RECORDS FOR THE TASK:
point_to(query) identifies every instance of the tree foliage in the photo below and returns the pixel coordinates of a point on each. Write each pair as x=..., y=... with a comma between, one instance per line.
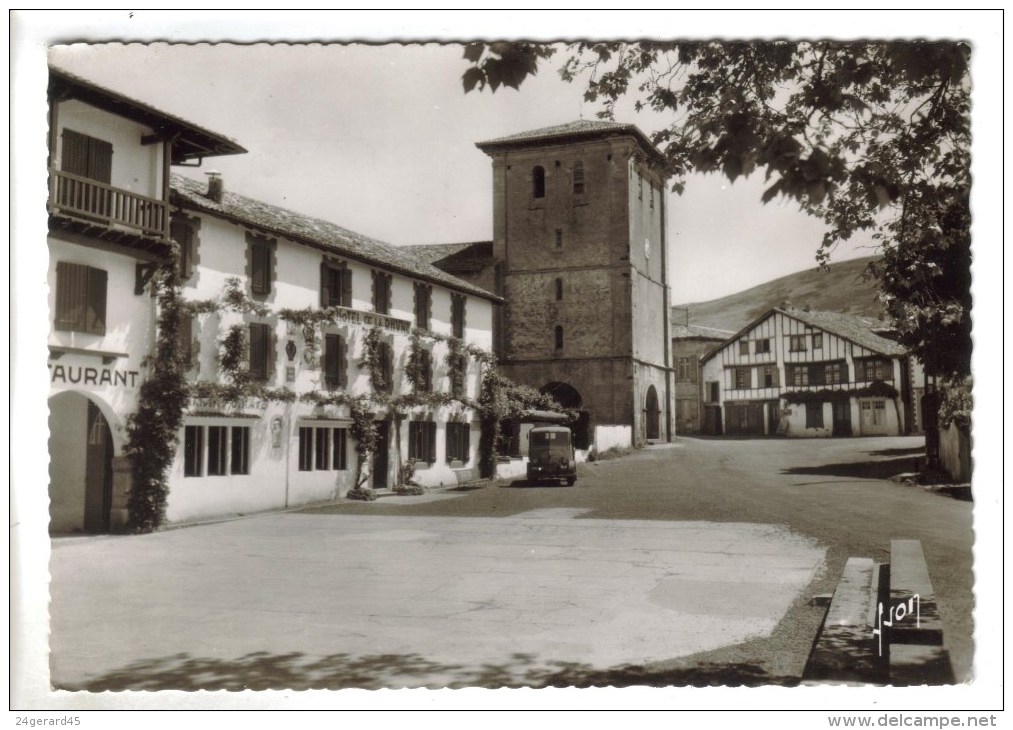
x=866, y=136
...
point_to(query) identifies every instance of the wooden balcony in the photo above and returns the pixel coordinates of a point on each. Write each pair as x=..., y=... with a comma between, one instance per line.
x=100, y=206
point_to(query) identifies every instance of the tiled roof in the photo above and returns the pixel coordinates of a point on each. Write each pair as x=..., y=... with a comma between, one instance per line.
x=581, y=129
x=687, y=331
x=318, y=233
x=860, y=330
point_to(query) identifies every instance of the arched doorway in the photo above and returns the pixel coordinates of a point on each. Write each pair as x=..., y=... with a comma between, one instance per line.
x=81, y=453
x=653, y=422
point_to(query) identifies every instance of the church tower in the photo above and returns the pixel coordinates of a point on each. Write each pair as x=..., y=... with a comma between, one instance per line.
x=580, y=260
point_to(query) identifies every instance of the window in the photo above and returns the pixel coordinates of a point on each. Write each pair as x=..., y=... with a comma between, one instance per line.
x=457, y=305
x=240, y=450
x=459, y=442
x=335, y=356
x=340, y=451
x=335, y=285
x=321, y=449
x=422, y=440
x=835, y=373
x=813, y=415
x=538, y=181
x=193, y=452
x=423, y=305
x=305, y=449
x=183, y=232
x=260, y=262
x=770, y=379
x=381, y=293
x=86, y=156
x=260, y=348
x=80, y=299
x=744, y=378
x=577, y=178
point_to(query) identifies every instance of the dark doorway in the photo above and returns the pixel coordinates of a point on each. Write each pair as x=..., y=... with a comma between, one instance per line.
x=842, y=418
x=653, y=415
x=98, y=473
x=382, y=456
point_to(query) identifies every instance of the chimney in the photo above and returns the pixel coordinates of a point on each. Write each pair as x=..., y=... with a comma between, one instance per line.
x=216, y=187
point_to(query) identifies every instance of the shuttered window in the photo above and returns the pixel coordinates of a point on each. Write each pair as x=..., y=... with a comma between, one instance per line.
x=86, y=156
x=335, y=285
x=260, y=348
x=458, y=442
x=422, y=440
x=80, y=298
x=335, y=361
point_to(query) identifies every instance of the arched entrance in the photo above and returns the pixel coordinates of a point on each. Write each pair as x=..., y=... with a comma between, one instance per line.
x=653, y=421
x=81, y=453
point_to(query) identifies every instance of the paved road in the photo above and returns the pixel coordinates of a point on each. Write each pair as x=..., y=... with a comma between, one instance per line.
==
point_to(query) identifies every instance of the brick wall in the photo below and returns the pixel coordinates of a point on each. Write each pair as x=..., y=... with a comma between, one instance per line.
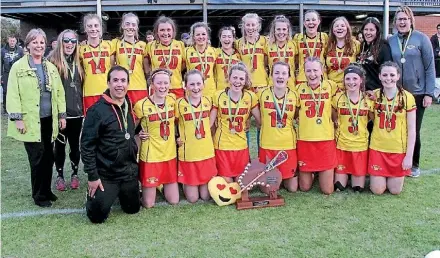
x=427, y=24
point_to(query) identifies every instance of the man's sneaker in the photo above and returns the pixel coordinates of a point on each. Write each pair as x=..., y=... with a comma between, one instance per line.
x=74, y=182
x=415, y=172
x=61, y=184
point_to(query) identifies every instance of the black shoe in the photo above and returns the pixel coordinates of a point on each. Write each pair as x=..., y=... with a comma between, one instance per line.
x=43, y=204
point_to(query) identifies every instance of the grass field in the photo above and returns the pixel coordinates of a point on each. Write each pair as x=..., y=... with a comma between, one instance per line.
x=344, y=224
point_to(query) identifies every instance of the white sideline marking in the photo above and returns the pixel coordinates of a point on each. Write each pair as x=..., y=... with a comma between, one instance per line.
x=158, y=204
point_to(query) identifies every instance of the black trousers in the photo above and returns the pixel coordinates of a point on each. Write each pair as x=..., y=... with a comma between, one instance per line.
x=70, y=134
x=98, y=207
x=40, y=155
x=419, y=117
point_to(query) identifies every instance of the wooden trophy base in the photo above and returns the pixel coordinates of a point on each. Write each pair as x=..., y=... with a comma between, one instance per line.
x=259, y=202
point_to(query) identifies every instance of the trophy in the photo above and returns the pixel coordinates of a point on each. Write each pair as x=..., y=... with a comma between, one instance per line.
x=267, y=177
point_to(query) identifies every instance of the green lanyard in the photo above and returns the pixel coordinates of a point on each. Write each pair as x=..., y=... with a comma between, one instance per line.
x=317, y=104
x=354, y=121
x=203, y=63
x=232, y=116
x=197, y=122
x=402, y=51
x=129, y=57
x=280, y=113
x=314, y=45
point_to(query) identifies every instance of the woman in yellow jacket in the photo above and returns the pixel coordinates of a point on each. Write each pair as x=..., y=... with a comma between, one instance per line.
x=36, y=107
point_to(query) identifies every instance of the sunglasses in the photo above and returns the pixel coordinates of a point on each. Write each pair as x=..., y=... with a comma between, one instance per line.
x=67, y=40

REQUIRED WORK: Update the material, starting with the line that contains "point_to(query) identifies every instance of the wooden balcony" and going on through the line that contains "x=860, y=330". Change "tiled roof" to "terracotta roof", leave everything else unchanged, and give back only those lines.

PROBLEM SOLUTION:
point_to(query) identifies every instance of the wooden balcony in the photo above and returns the pixel coordinates of a point on each. Write each pair as x=..., y=... with a comma between, one instance per line.
x=100, y=206
point_to(query) identifies every instance of the terracotta roof in the photo above and returns the pixel coordinates of a point on each. Write each pair as x=..., y=... with a comma between, one instance per line.
x=581, y=129
x=687, y=331
x=318, y=233
x=860, y=330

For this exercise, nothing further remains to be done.